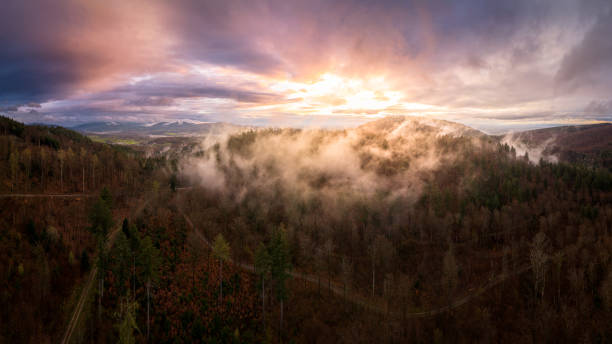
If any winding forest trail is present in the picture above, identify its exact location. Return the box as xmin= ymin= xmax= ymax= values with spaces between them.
xmin=61 ymin=201 xmax=148 ymax=344
xmin=178 ymin=202 xmax=579 ymax=319
xmin=0 ymin=193 xmax=97 ymax=198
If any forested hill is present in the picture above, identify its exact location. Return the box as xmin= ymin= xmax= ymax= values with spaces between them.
xmin=0 ymin=117 xmax=169 ymax=343
xmin=0 ymin=117 xmax=160 ymax=193
xmin=502 ymin=123 xmax=612 ymax=170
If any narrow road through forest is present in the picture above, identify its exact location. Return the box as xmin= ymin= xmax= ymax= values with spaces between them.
xmin=61 ymin=201 xmax=148 ymax=344
xmin=178 ymin=202 xmax=578 ymax=319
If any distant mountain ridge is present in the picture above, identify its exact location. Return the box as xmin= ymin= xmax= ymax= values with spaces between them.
xmin=71 ymin=120 xmax=247 ymax=136
xmin=504 ymin=123 xmax=612 ymax=168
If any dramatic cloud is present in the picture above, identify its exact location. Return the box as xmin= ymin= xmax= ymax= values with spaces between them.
xmin=0 ymin=0 xmax=612 ymax=127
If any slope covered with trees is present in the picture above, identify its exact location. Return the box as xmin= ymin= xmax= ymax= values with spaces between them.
xmin=0 ymin=117 xmax=612 ymax=343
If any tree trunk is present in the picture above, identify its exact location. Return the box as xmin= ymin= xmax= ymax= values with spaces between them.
xmin=219 ymin=259 xmax=223 ymax=303
xmin=278 ymin=298 xmax=283 ymax=340
xmin=147 ymin=281 xmax=151 ymax=342
xmin=372 ymin=264 xmax=376 ymax=297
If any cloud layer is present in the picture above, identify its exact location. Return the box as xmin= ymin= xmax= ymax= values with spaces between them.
xmin=0 ymin=0 xmax=612 ymax=129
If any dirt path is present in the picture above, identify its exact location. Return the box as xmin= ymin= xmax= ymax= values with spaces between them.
xmin=61 ymin=201 xmax=148 ymax=344
xmin=0 ymin=193 xmax=96 ymax=198
xmin=178 ymin=202 xmax=578 ymax=319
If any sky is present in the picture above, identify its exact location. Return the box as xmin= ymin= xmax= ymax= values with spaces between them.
xmin=0 ymin=0 xmax=612 ymax=132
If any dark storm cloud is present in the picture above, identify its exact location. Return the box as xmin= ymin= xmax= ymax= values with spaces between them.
xmin=0 ymin=0 xmax=170 ymax=103
xmin=557 ymin=8 xmax=612 ymax=87
xmin=584 ymin=99 xmax=612 ymax=115
xmin=0 ymin=0 xmax=612 ymax=127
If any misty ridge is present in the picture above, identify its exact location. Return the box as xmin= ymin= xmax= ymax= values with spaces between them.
xmin=181 ymin=116 xmax=558 ymax=203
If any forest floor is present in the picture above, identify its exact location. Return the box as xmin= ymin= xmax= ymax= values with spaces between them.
xmin=178 ymin=192 xmax=579 ymax=319
xmin=61 ymin=201 xmax=148 ymax=344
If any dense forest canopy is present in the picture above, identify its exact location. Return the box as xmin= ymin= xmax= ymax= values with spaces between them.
xmin=0 ymin=117 xmax=612 ymax=342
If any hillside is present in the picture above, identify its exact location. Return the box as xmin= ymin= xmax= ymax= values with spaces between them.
xmin=507 ymin=123 xmax=612 ymax=169
xmin=0 ymin=117 xmax=612 ymax=343
xmin=72 ymin=120 xmax=249 ymax=137
xmin=0 ymin=117 xmax=170 ymax=343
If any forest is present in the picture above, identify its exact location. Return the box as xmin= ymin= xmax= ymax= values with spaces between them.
xmin=0 ymin=117 xmax=612 ymax=343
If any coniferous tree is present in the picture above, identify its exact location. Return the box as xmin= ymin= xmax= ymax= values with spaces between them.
xmin=138 ymin=236 xmax=161 ymax=339
xmin=212 ymin=233 xmax=230 ymax=302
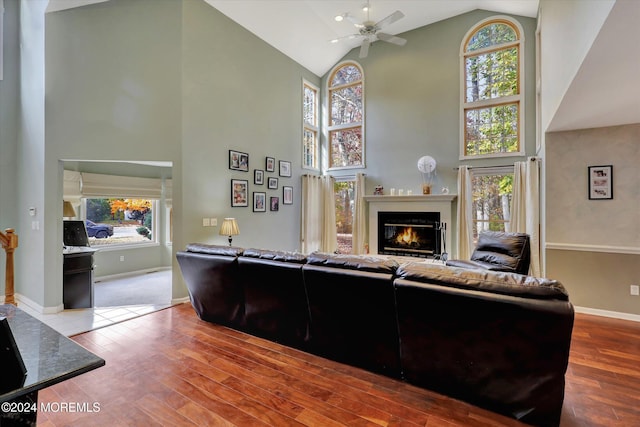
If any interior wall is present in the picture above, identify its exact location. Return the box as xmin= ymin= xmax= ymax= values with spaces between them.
xmin=44 ymin=0 xmax=186 ymax=306
xmin=546 ymin=124 xmax=640 ymax=315
xmin=0 ymin=0 xmax=22 ymax=292
xmin=180 ymin=1 xmax=319 ymax=250
xmin=321 ymin=10 xmax=536 ymax=254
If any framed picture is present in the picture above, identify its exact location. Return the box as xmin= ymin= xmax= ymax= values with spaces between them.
xmin=280 ymin=160 xmax=291 ymax=176
xmin=229 ymin=150 xmax=249 ymax=172
xmin=269 ymin=197 xmax=280 ymax=211
xmin=282 ymin=185 xmax=293 ymax=205
xmin=253 ymin=191 xmax=267 ymax=212
xmin=253 ymin=169 xmax=264 ymax=185
xmin=264 ymin=157 xmax=276 ymax=172
xmin=231 ymin=179 xmax=249 ymax=208
xmin=589 ymin=165 xmax=613 ymax=200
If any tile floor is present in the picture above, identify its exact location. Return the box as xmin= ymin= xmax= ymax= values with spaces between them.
xmin=18 ymin=270 xmax=176 ymax=336
xmin=19 ymin=304 xmax=171 ymax=337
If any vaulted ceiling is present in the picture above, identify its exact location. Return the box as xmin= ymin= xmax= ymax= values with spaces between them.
xmin=47 ymin=0 xmax=640 ymax=130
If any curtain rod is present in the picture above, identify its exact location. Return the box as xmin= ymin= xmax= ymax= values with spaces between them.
xmin=453 ymin=156 xmax=541 ymax=171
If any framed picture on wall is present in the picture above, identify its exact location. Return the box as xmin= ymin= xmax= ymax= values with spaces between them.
xmin=253 ymin=192 xmax=267 ymax=212
xmin=280 ymin=160 xmax=291 ymax=177
xmin=589 ymin=165 xmax=613 ymax=200
xmin=269 ymin=197 xmax=280 ymax=211
xmin=229 ymin=150 xmax=249 ymax=172
xmin=282 ymin=185 xmax=293 ymax=205
xmin=231 ymin=179 xmax=249 ymax=208
xmin=253 ymin=169 xmax=264 ymax=185
xmin=264 ymin=157 xmax=276 ymax=172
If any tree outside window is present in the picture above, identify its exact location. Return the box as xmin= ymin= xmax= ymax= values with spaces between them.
xmin=85 ymin=198 xmax=156 ymax=246
xmin=461 ymin=18 xmax=524 ymax=158
xmin=471 ymin=168 xmax=513 ymax=241
xmin=328 ymin=62 xmax=364 ymax=168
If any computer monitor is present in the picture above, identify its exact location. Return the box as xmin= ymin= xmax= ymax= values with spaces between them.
xmin=63 ymin=220 xmax=89 ymax=246
xmin=0 ymin=317 xmax=27 ymax=393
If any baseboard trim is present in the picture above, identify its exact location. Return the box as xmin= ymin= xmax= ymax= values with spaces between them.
xmin=0 ymin=293 xmax=64 ymax=314
xmin=93 ymin=267 xmax=171 ymax=284
xmin=574 ymin=307 xmax=640 ymax=322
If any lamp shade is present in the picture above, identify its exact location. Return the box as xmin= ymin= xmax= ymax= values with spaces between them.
xmin=220 ymin=218 xmax=240 ymax=236
xmin=62 ymin=200 xmax=76 ymax=218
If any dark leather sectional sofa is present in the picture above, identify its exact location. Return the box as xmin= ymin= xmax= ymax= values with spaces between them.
xmin=177 ymin=244 xmax=574 ymax=426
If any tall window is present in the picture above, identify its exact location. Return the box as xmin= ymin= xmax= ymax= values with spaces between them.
xmin=461 ymin=17 xmax=524 ymax=158
xmin=333 ymin=177 xmax=356 ymax=254
xmin=302 ymin=80 xmax=319 ymax=170
xmin=327 ymin=62 xmax=364 ymax=168
xmin=471 ymin=167 xmax=513 ymax=241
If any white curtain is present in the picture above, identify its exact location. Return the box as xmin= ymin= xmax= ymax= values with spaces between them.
xmin=456 ymin=165 xmax=473 ymax=259
xmin=351 ymin=173 xmax=367 ymax=254
xmin=509 ymin=157 xmax=542 ymax=277
xmin=300 ymin=175 xmax=338 ymax=254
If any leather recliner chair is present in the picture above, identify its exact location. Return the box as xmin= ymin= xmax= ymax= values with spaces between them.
xmin=446 ymin=231 xmax=531 ymax=274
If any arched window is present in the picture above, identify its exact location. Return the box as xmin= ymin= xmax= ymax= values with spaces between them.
xmin=460 ymin=16 xmax=524 ymax=158
xmin=327 ymin=62 xmax=364 ymax=169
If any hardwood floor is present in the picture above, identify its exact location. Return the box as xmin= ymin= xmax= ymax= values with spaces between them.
xmin=38 ymin=304 xmax=640 ymax=427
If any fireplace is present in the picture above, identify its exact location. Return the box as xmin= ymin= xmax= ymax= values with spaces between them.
xmin=378 ymin=212 xmax=441 ymax=258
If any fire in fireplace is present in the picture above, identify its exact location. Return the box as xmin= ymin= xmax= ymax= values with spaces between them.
xmin=378 ymin=212 xmax=441 ymax=258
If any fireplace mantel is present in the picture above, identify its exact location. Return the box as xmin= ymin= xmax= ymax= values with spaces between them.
xmin=364 ymin=194 xmax=457 ymax=258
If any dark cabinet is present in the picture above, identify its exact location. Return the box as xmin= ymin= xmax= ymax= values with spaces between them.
xmin=62 ymin=251 xmax=93 ymax=309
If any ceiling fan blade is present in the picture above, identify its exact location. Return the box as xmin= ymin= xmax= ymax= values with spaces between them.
xmin=376 ymin=10 xmax=404 ymax=28
xmin=329 ymin=34 xmax=361 ymax=43
xmin=376 ymin=33 xmax=407 ymax=46
xmin=345 ymin=13 xmax=364 ymax=29
xmin=360 ymin=39 xmax=371 ymax=58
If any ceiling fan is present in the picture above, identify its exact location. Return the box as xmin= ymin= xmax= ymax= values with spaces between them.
xmin=331 ymin=0 xmax=407 ymax=58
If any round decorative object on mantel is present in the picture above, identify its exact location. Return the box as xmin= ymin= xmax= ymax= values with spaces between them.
xmin=418 ymin=156 xmax=436 ymax=194
xmin=418 ymin=156 xmax=436 ymax=173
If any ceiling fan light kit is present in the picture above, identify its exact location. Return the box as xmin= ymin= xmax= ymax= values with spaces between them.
xmin=331 ymin=1 xmax=407 ymax=58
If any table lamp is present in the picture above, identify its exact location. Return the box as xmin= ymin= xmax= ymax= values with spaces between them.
xmin=220 ymin=218 xmax=240 ymax=246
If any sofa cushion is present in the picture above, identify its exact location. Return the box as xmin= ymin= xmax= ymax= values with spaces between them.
xmin=307 ymin=252 xmax=398 ymax=274
xmin=242 ymin=248 xmax=307 ymax=264
xmin=187 ymin=243 xmax=244 ymax=257
xmin=396 ymin=262 xmax=569 ymax=301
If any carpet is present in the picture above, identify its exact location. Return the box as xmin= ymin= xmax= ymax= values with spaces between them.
xmin=93 ymin=270 xmax=171 ymax=307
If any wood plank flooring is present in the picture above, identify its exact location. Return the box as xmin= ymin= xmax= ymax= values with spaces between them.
xmin=38 ymin=304 xmax=640 ymax=427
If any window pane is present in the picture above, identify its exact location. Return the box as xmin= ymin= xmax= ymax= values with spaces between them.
xmin=86 ymin=199 xmax=154 ymax=246
xmin=467 ymin=23 xmax=518 ymax=52
xmin=303 ymin=85 xmax=317 ymax=126
xmin=465 ymin=47 xmax=518 ymax=102
xmin=333 ymin=181 xmax=355 ymax=254
xmin=330 ymin=65 xmax=362 ymax=87
xmin=302 ymin=129 xmax=317 ymax=169
xmin=329 ymin=127 xmax=362 ymax=167
xmin=471 ymin=174 xmax=513 ymax=240
xmin=465 ymin=103 xmax=520 ymax=156
xmin=331 ymin=84 xmax=362 ymax=126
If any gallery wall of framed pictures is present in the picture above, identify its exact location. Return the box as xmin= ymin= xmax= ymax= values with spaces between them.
xmin=229 ymin=150 xmax=293 ymax=212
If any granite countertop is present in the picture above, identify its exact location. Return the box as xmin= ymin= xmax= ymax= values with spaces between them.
xmin=0 ymin=304 xmax=105 ymax=402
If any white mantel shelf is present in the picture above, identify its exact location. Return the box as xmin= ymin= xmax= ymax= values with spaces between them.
xmin=364 ymin=194 xmax=458 ymax=203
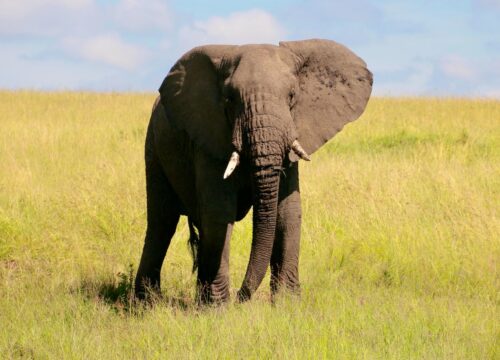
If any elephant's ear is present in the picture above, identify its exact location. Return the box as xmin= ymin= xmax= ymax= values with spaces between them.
xmin=280 ymin=40 xmax=373 ymax=154
xmin=159 ymin=45 xmax=232 ymax=160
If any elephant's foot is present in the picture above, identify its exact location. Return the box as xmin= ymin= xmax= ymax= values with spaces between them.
xmin=134 ymin=275 xmax=161 ymax=301
xmin=270 ymin=271 xmax=300 ymax=298
xmin=197 ymin=279 xmax=230 ymax=305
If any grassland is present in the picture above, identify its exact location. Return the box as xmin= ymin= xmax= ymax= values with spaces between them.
xmin=0 ymin=91 xmax=500 ymax=359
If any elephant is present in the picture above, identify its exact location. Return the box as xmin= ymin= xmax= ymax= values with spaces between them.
xmin=135 ymin=39 xmax=373 ymax=304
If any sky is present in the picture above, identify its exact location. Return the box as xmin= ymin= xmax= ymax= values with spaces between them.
xmin=0 ymin=0 xmax=500 ymax=99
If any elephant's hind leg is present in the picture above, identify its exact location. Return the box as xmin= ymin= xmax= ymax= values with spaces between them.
xmin=135 ymin=148 xmax=180 ymax=299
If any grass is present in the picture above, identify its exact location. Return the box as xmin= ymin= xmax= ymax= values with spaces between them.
xmin=0 ymin=91 xmax=500 ymax=359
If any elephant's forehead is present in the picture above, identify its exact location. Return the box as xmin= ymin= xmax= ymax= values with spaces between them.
xmin=232 ymin=45 xmax=292 ymax=87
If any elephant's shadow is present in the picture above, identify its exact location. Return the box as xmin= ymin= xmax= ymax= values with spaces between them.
xmin=74 ymin=266 xmax=195 ymax=316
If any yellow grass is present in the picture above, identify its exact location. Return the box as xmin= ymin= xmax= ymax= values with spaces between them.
xmin=0 ymin=91 xmax=500 ymax=359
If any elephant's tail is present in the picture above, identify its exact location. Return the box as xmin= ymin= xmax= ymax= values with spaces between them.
xmin=188 ymin=218 xmax=200 ymax=272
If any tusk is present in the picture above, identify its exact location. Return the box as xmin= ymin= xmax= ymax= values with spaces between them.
xmin=151 ymin=95 xmax=161 ymax=112
xmin=224 ymin=151 xmax=240 ymax=179
xmin=292 ymin=140 xmax=311 ymax=161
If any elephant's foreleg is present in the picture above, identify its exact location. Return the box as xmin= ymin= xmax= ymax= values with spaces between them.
xmin=197 ymin=222 xmax=233 ymax=303
xmin=135 ymin=150 xmax=180 ymax=299
xmin=271 ymin=163 xmax=302 ymax=294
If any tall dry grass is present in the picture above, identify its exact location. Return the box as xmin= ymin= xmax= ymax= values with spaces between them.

## What is asked
Will you copy out, word for word, the items from the line containing "If any ceiling fan blade" up to and including the line containing "xmin=331 ymin=0 xmax=407 ymax=58"?

## Answer for the task
If any ceiling fan blade is present in the picture above, identify its exact location. Return the box as xmin= ymin= xmax= ymax= values with spaces between them.
xmin=376 ymin=10 xmax=404 ymax=28
xmin=329 ymin=34 xmax=361 ymax=43
xmin=376 ymin=33 xmax=407 ymax=46
xmin=345 ymin=13 xmax=364 ymax=29
xmin=360 ymin=39 xmax=371 ymax=58
If any ceiling fan is present in the picture above, identify its exact location. Return the box as xmin= ymin= xmax= ymax= values with spaces between them.
xmin=331 ymin=0 xmax=407 ymax=58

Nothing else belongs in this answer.